- **Records to process**
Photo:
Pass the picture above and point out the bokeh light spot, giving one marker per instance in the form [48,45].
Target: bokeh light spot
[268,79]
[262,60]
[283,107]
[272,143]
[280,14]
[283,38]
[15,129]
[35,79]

- **Task brief**
Reproduce exactly, with nothing added, the lines from the one that contains "Pass the picture" to the end of the data.

- **Task solution**
Pass the picture above and point out the bokeh light spot, giving one marker per instance in the form [48,45].
Target: bokeh light spot
[268,79]
[262,60]
[283,107]
[272,143]
[280,14]
[283,38]
[15,129]
[35,79]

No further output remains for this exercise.